* [Exercise brief]
Below are entries; print them exactly from the first line through the one containing "box: [42, 0, 90, 52]".

======== Excerpted data ========

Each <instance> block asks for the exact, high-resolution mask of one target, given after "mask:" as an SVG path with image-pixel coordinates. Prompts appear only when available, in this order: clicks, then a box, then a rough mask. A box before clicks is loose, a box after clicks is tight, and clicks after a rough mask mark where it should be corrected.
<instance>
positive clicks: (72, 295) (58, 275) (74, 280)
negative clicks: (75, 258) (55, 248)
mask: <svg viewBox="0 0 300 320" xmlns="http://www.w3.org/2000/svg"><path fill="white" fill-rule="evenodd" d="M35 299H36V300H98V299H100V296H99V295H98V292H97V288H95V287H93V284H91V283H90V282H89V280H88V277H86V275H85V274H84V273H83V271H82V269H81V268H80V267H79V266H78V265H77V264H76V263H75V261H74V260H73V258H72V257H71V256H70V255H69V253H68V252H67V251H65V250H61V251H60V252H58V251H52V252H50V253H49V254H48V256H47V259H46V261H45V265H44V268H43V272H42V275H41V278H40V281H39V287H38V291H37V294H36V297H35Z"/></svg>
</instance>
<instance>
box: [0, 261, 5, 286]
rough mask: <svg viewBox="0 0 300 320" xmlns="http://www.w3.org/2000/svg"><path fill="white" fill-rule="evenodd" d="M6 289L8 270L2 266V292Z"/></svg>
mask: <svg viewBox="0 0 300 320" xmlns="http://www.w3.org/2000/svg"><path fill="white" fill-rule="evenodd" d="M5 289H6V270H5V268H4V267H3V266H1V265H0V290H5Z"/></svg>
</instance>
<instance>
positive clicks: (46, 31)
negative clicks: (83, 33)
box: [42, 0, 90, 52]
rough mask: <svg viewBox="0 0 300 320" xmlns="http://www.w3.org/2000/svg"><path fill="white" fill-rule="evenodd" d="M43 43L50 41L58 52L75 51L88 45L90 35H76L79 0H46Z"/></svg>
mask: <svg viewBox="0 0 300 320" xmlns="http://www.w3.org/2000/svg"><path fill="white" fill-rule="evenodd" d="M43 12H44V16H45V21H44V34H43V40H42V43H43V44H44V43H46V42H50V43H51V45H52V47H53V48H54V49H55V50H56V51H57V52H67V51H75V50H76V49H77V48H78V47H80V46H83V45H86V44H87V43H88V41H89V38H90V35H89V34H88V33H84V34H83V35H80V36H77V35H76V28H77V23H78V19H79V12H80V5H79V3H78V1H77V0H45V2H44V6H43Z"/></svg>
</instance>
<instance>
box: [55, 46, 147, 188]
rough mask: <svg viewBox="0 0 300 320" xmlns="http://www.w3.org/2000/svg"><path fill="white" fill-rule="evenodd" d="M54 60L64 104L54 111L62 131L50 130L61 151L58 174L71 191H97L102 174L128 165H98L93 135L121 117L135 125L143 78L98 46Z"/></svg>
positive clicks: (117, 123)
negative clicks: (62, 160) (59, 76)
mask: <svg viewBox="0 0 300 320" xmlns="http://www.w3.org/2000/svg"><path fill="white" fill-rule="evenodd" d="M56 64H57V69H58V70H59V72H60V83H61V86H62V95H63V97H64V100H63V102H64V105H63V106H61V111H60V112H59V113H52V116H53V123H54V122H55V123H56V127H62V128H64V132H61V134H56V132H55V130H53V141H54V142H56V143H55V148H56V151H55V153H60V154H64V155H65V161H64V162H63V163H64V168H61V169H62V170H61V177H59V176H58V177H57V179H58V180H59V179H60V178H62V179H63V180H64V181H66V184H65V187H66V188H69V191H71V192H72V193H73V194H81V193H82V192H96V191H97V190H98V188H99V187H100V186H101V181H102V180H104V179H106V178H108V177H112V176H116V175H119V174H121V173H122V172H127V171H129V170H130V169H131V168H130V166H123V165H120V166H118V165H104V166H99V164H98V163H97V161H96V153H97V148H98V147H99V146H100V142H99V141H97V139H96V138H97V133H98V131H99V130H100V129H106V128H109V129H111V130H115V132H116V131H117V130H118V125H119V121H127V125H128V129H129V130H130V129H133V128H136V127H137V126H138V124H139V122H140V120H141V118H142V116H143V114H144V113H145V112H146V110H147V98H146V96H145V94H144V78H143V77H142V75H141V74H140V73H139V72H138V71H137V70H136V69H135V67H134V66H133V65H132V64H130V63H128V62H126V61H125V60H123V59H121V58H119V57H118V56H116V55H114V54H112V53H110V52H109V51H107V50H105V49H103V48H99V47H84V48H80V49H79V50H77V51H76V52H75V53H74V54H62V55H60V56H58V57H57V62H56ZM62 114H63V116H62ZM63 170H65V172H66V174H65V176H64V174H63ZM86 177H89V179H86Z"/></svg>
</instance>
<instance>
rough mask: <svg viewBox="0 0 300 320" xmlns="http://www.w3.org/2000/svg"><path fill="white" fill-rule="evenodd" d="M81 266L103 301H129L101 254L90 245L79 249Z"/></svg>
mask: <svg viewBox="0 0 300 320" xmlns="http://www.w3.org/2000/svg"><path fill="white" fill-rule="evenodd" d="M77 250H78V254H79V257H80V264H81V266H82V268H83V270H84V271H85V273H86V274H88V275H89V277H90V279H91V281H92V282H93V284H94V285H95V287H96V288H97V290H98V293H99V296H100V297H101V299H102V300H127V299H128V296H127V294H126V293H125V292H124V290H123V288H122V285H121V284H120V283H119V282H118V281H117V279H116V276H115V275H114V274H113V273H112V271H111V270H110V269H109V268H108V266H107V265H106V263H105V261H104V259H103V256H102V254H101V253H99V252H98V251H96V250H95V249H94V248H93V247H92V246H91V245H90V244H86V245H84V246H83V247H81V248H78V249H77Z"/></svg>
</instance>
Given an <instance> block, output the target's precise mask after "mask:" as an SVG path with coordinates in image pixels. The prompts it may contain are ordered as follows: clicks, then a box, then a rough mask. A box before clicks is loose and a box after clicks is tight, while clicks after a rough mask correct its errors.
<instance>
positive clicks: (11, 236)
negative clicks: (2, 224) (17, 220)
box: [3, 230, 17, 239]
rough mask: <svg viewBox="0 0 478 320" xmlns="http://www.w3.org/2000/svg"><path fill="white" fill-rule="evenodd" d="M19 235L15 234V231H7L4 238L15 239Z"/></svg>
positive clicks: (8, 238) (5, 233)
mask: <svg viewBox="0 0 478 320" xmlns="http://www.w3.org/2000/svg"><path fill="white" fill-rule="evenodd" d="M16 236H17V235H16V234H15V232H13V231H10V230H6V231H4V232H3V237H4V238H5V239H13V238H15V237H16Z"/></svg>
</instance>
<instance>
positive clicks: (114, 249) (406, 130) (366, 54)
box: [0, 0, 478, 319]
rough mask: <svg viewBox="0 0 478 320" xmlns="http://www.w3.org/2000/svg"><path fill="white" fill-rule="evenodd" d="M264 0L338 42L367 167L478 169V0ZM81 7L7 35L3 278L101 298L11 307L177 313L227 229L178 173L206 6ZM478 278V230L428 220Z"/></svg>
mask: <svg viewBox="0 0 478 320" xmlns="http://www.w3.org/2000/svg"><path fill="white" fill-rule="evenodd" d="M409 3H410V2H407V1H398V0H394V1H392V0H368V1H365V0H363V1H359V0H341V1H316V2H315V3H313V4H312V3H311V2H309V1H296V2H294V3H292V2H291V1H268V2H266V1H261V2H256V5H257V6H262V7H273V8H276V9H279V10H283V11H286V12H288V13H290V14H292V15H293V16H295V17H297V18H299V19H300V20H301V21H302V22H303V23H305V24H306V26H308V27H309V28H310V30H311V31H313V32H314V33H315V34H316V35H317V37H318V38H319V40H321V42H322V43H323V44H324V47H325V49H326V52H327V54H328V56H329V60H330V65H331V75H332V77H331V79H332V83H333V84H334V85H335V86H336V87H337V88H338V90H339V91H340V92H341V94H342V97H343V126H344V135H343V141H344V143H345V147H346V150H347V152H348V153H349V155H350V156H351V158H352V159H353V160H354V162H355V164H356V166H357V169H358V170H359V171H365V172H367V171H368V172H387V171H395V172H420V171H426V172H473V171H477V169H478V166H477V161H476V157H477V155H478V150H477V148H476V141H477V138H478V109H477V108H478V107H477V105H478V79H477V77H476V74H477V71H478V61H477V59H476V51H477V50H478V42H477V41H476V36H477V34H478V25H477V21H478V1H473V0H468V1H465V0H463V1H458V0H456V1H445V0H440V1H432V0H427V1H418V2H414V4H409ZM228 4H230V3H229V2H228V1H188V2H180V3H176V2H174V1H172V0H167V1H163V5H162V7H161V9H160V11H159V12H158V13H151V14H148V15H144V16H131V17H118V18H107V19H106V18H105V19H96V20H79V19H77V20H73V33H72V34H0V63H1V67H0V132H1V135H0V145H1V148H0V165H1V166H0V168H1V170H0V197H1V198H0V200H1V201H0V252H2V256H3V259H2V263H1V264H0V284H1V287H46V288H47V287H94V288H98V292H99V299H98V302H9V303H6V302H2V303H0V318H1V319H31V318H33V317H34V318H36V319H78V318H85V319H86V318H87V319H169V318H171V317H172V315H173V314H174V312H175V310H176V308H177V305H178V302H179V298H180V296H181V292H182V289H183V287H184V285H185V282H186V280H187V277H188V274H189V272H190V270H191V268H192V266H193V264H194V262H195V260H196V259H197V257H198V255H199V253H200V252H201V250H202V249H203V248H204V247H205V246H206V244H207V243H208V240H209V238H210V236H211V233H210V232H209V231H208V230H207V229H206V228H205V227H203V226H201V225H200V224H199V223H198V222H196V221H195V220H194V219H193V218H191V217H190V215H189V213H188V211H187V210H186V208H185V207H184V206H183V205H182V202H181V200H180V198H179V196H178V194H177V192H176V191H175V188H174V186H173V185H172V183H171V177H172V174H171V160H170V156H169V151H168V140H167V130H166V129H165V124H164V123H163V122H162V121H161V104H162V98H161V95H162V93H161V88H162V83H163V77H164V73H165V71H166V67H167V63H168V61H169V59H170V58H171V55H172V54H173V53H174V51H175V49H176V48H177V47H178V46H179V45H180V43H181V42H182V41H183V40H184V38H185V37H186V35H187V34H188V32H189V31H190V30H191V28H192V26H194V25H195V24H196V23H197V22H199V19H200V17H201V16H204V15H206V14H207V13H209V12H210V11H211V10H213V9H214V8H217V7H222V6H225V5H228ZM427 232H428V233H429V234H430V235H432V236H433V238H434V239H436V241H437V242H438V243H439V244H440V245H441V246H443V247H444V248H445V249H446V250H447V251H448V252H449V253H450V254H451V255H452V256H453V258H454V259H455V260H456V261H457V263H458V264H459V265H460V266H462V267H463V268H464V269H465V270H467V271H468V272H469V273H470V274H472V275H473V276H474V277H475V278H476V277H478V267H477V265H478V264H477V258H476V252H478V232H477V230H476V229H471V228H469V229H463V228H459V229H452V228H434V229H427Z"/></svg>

========

* [Answer]
Each <instance> block asks for the exact, high-resolution mask of one target, given after "mask:" as an SVG path with image-pixel coordinates. Prompts appear only when available, in this order: clicks, then a box, then a rough mask. A box before clicks is loose, a box after clicks is tight, and clicks after a rough mask mark where it should be corrected.
<instance>
positive clicks: (72, 295) (58, 275) (74, 280)
negative clicks: (75, 258) (55, 248)
mask: <svg viewBox="0 0 300 320" xmlns="http://www.w3.org/2000/svg"><path fill="white" fill-rule="evenodd" d="M35 299H36V300H98V299H100V296H99V295H98V292H97V288H95V287H93V284H91V283H90V282H89V280H88V277H86V275H85V274H84V273H83V271H82V269H81V268H80V267H79V266H78V265H77V264H76V263H75V261H74V260H73V258H72V257H71V256H70V255H69V253H68V252H67V251H65V250H61V251H60V252H58V251H52V252H50V253H49V254H48V256H47V259H46V261H45V265H44V268H43V272H42V275H41V278H40V281H39V287H38V291H37V294H36V297H35Z"/></svg>
</instance>
<instance>
box: [0, 261, 5, 286]
rough mask: <svg viewBox="0 0 300 320" xmlns="http://www.w3.org/2000/svg"><path fill="white" fill-rule="evenodd" d="M6 289L8 270L2 266V292Z"/></svg>
mask: <svg viewBox="0 0 300 320" xmlns="http://www.w3.org/2000/svg"><path fill="white" fill-rule="evenodd" d="M5 289H6V270H5V268H4V267H3V266H1V265H0V290H5Z"/></svg>
</instance>
<instance>
positive clicks: (46, 31)
negative clicks: (83, 33)
box: [42, 0, 90, 52]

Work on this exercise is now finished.